Es hilft ein Blick in die Vergangenheit, um zu verstehen, wo man sich befindet. In Bezug auf die menschliche Ernährung ist das nicht anders. Anhand der großen geschichtlichen Verläufe, können Zeitenwenden menschlicher Ernährung ausgemacht werden. Diese helfen beim besseren Verständnis darüber, warum sich im 21. Jahrhundert wieder eine radikale Zeitenwende vollzieht.
Seit ungefähr zwei Jahrhunderten leben wir als Arbeiter*innen oder Unternehmer*innen, verdienen Geld, um ohne größeren Aufwand sehr unterschiedliche Lebensmittel mit hohem Kaloriengehalt einzukaufen und zu verzehren. Erst war für benachteiligte Schichten der Gesellschaft noch Mangel vorhanden, während Privilegierte im Überfluss lebten. Heute haben in den industrialisierten Ländern fast alle Menschen Zugang zu kalorienreichen Lebensmitteln, nicht aber gleichermaßen zu gesunden.
Zehn Jahrtausende lang waren wir Bauern und Hirten, was eine große Menge an Nahrung ermöglichte, doch wenig Vielfalt, denn die Ernährung reduzierte sich meist auf eine einzige Nutzpflanze und etwas Fleisch aus der Viehzucht.
Hundertausende von Jahren haben unsere Vorfahren gejagt und gesammelt. Ihre Ernährung war vielseitig, denn Wildbeuter*innen ernährten sich beim Streifzug durch die Savanne von duzenden verschiedenen Nahrungsquellen. Sammeln war dabei weit wichtiger als die Jagd und deckte den größten Kalorienbedarf.

----

- Ihre Aufgaben:
- 1) Geben Sie bitte aus dem Text zur Ernährungsgeschichte den Abschnitt unverändert wieder, der mit den Worten „Seit ungefähr zwei“ einsetzt und mit „aus der Viehzucht.“ schließt.
- 2) Prüfen Sie, ob die folgenden Aussagen mit dem Text zur Ernährungsgeschichte übereinstimmen, und antworten Sie jeweils mit ja oder nein samt den entscheidenden Worten des Textes im genauen Wortlaut.
(a) Die Ernährung der Bauern und Hirten war sehr vielfältig.
(b) Bei den Wildbeuter*innen war das Sammeln wichtiger als die Jagd.
(c) In den industrialisierten Ländern haben heute fast alle Menschen gleichermaßen Zugang zu gesunden Lebensmitteln.
- 3) Wie lange waren wir laut dem Text zur Ernährungsgeschichte Bauern und Hirten?

----

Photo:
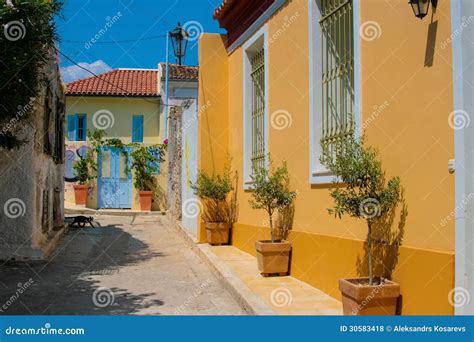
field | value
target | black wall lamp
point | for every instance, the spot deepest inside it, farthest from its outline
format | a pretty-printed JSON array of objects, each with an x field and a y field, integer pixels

----

- Antworten je Aufgabe:
- 1)
Seit ungefähr zwei Jahrhunderten leben wir als Arbeiter*innen oder Unternehmer*innen, verdienen Geld, um ohne größeren Aufwand sehr unterschiedliche Lebensmittel mit hohem Kaloriengehalt einzukaufen und zu verzehren. Erst war für benachteiligte Schichten der Gesellschaft noch Mangel vorhanden, während Privilegierte im Überfluss lebten. Heute haben in den industrialisierten Ländern fast alle Menschen Zugang zu kalorienreichen Lebensmitteln, nicht aber gleichermaßen zu gesunden.
Zehn Jahrtausende lang waren wir Bauern und Hirten, was eine große Menge an Nahrung ermöglichte, doch wenig Vielfalt, denn die Ernährung reduzierte sich meist auf eine einzige Nutzpflanze und etwas Fleisch aus der Viehzucht.

- 2)
(a) Nein: „doch wenig Vielfalt“
(b) Ja: „Sammeln war dabei weit wichtiger als die Jagd“
(c) Nein: „nicht aber gleichermaßen zu gesunden“

- 3) Zehn Jahrtausende lang.